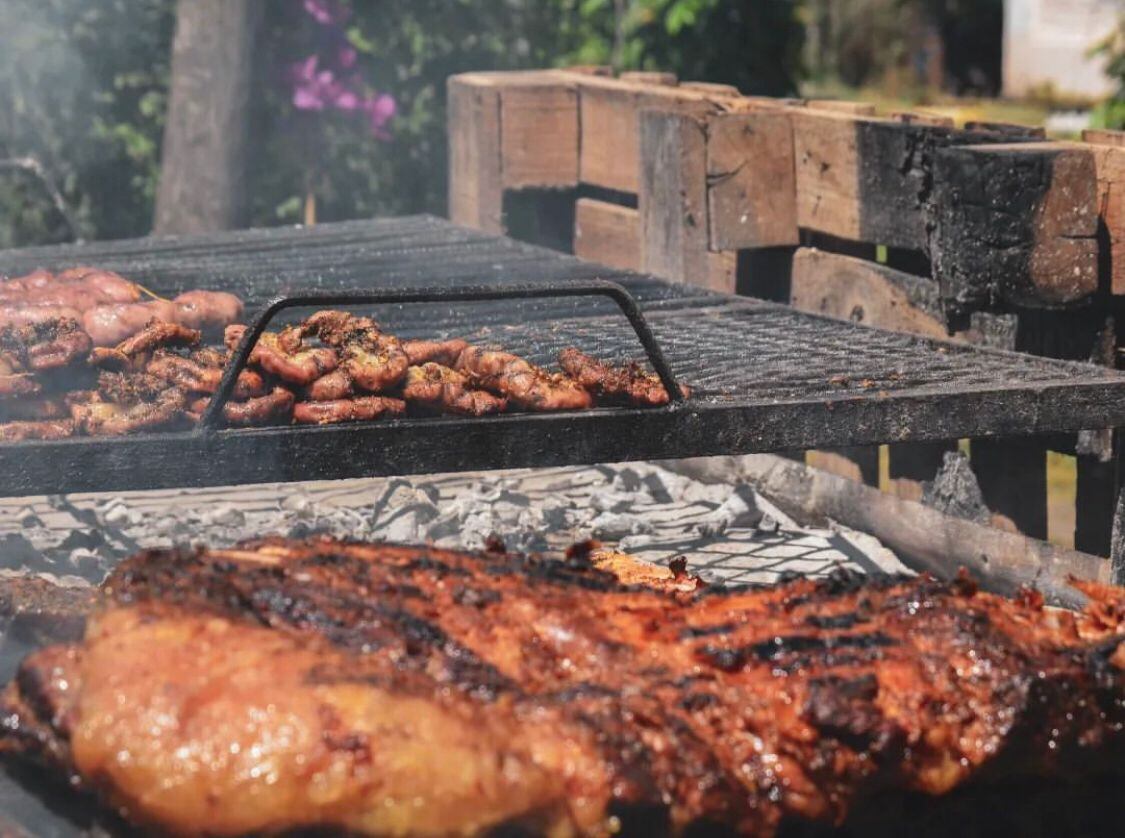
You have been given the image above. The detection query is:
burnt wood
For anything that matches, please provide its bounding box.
[0,217,1125,495]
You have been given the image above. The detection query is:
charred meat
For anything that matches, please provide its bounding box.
[403,361,507,416]
[559,348,687,407]
[457,346,594,411]
[293,396,406,425]
[0,539,1125,836]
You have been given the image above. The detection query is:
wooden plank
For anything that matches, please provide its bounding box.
[790,247,948,339]
[707,111,798,251]
[574,198,640,271]
[888,110,953,128]
[707,250,738,294]
[970,439,1047,539]
[806,99,875,116]
[785,108,1044,251]
[618,70,680,88]
[1082,128,1125,146]
[501,80,578,189]
[445,70,578,189]
[447,75,504,233]
[932,143,1098,313]
[573,75,735,193]
[639,110,712,287]
[804,445,879,486]
[680,81,741,97]
[1089,143,1125,295]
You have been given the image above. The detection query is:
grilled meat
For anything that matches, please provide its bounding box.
[69,372,187,436]
[403,337,469,367]
[0,420,74,442]
[225,325,340,387]
[0,539,1125,836]
[172,290,242,332]
[0,391,70,422]
[403,362,507,416]
[82,299,177,346]
[0,317,91,372]
[190,387,296,425]
[559,346,689,407]
[305,369,356,402]
[145,349,267,402]
[457,346,594,411]
[0,300,83,328]
[293,396,406,425]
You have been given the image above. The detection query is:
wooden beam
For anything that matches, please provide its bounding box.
[447,75,504,234]
[574,198,641,271]
[707,106,798,251]
[1083,138,1125,295]
[790,247,948,339]
[804,99,875,116]
[639,110,711,287]
[932,143,1098,313]
[562,74,737,193]
[785,108,1044,251]
[1082,128,1125,146]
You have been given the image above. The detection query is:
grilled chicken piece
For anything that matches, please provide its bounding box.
[293,396,406,425]
[279,309,410,393]
[0,268,141,312]
[82,299,177,346]
[0,368,43,398]
[403,337,469,367]
[457,346,594,411]
[69,372,187,436]
[0,539,1125,836]
[403,362,507,416]
[559,346,689,407]
[145,349,267,402]
[172,291,242,332]
[0,420,74,442]
[0,317,92,372]
[0,393,70,422]
[305,369,356,402]
[225,325,340,387]
[0,300,83,328]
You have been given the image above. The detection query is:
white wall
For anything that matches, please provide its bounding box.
[1004,0,1125,97]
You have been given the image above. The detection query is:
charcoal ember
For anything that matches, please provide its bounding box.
[203,504,246,526]
[588,512,653,541]
[695,485,763,537]
[921,451,991,524]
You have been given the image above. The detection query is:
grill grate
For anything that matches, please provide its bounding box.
[0,217,1125,495]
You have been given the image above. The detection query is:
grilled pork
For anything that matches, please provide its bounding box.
[0,540,1125,836]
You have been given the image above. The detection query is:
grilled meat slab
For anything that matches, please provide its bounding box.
[0,539,1125,835]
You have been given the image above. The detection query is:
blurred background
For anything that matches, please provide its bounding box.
[0,0,1125,247]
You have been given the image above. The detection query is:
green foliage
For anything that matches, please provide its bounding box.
[1090,15,1125,130]
[0,0,802,246]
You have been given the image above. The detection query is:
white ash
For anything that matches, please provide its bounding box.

━━━

=== Goal ===
All of the data above should be transcribed verbatim, with pictures omitted.

=== Reply to the task ===
You have been given the image above. The detection query is:
burnt wood
For anything that matches, please provide its bounding box.
[0,217,1125,495]
You have been given the image above. The detection query is:
charred meat
For anything that matches, please provide its bounding box.
[403,361,507,416]
[559,348,687,407]
[457,346,594,411]
[293,396,406,425]
[0,539,1125,836]
You have been given the image above. The detection query is:
wooden plank
For anything that matches, please provide its bounding box.
[790,247,948,339]
[707,111,798,251]
[574,198,640,271]
[888,110,953,128]
[707,250,738,294]
[970,439,1047,539]
[806,99,875,116]
[785,108,1044,251]
[618,70,680,88]
[1082,128,1125,146]
[501,80,578,189]
[445,70,578,189]
[447,75,504,233]
[932,143,1098,313]
[573,75,735,193]
[639,110,712,287]
[804,445,879,486]
[680,81,741,97]
[1089,143,1125,295]
You have been given the image above. The detection query is:
grilled meat
For anything that matches, please provide its bounding box.
[69,372,187,436]
[403,337,469,367]
[0,420,74,442]
[225,325,340,387]
[0,539,1125,836]
[172,290,242,332]
[0,391,70,422]
[403,362,507,416]
[82,299,177,346]
[0,317,91,372]
[190,387,296,425]
[559,346,689,407]
[305,369,356,402]
[145,349,267,402]
[457,346,594,411]
[0,300,83,328]
[293,396,406,425]
You have been given the image above. The detection query is:
wooden beam
For anything that matches, please provide its bounding box.
[447,75,504,234]
[574,198,641,271]
[707,106,798,251]
[1083,138,1125,295]
[790,247,948,339]
[804,99,875,116]
[639,110,711,287]
[932,143,1098,313]
[562,74,737,193]
[785,108,1044,251]
[1082,128,1125,146]
You have been given the image above. The detection query is:
grilled chicken piece
For anything that matches, please provide its bounding box.
[293,396,406,425]
[279,309,410,393]
[0,268,141,312]
[82,299,177,346]
[0,368,43,398]
[403,337,469,367]
[457,346,594,411]
[69,372,187,436]
[0,539,1125,836]
[403,362,507,416]
[559,346,689,407]
[145,349,267,402]
[172,291,242,332]
[0,420,74,442]
[0,317,92,372]
[0,393,70,422]
[305,369,356,402]
[225,325,340,387]
[0,300,83,328]
You have been given the image above. The detection query is:
white wall
For anything that matches, please provide its bounding box.
[1004,0,1125,97]
You have been given the image above. The detection query is:
charcoal ember
For anything that matches, please provide its bounding box.
[203,504,246,526]
[588,512,653,541]
[695,485,763,537]
[921,451,991,524]
You have been given the image above. The detection query is:
grill grate
For anything that matches, please provide its bounding box.
[0,217,1125,495]
You have been given the image above. The detection query is:
grilled pork
For anything that matches, please provide its bounding box.
[0,540,1125,836]
You have been given the image above. The detection query is:
grilled meat slab
For anything that matches, please provide its bounding box.
[0,539,1125,835]
You have been given the image above. The detection query is:
blurred background
For anything that matches, please provide its bounding box.
[0,0,1125,247]
You have been given the image above. The detection query is:
green foliage
For anything that matches, please provide its bounding box.
[1090,15,1125,130]
[0,0,802,246]
You have been given the image above. The detection query is:
white ash
For anything that matches, please provide its bounding box.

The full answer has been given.